• **To-do list**:
[A] List every variable name that the ggplot lesson's R code maps inside an aes() call.
[B] Write the next part of the ggplot lesson, starting right after its last line of R code.

Today, we’ll discuss the importance of graphing data and we’ll work with ggplot to visualize data in R. We will then work in groups to get as close as possible to finalizing analysis plans.
Which of the following graphs is not visualizing the data in the best way, and why? (The first shows frequencies of respondents in various categories associated with the different colors; the second shows mean response levels, scaled from -1 to 1, with error bars showing confidence intervals.)
Draw a rough sketch of what might be produced by the following R code:
ggplot(penguins_updated, aes(x = bill_to_flipper_ratio)) + geom_histogram()
Let’s take a look at the data!
#
penguin_corr <- ggplot(penguins_forgraphs,
aes(x = bill_length_mm, y = flipper_length_mm)) +
geom_jitter(aes(color = species), alpha = .9, shape = 16, size = 1,
stroke = 1) +
geom_smooth(method = "lm", se = TRUE, linetype = 1) +
scale_color_viridis(discrete = TRUE, begin = .2, end = .8) +
theme_tufte() +
theme(legend.position = "bottom")
penguin_corr_improved <- ggMarginal(penguin_corr, type = "density")

• **Extracted entries**:
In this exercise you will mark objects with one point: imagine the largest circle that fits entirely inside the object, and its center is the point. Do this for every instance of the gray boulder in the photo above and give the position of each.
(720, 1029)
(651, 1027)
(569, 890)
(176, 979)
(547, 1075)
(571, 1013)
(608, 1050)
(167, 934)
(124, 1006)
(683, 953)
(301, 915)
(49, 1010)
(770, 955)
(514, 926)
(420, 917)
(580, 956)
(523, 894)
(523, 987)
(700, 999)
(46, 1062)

• **Final answers**:
[A]
bill_to_flipper_ratio
bill_length_mm
flipper_length_mm
species

[B]
#
penguin_raincloud <- ggplot(penguins_forgraphs,
aes(x = species, y = bill_to_flipper_ratio,
color = species)) +
geom_jitter(alpha = .5, width = .1, size = .5) +
stat_summary(fun = "mean", geom = "point", shape = 15, col = "black") +
geom_half_boxplot(side = "r", outlier.shape = NA, center = TRUE,
position = position_nudge(x = .15),
errorbar.draw = FALSE, width = .2) +
geom_half_violin(aes(fill = species), side = "r", center = TRUE,
position = position_nudge(x = .3)) +
facet_wrap( ~ sex) +
scale_color_viridis(discrete = TRUE, begin = .2, end = .8) +
scale_fill_viridis(discrete = TRUE, begin = .2, end = .8) +
theme_tufte() +
theme(axis.text = element_text(size = 14),
strip.text = element_text(size = 14), legend.position = "hide")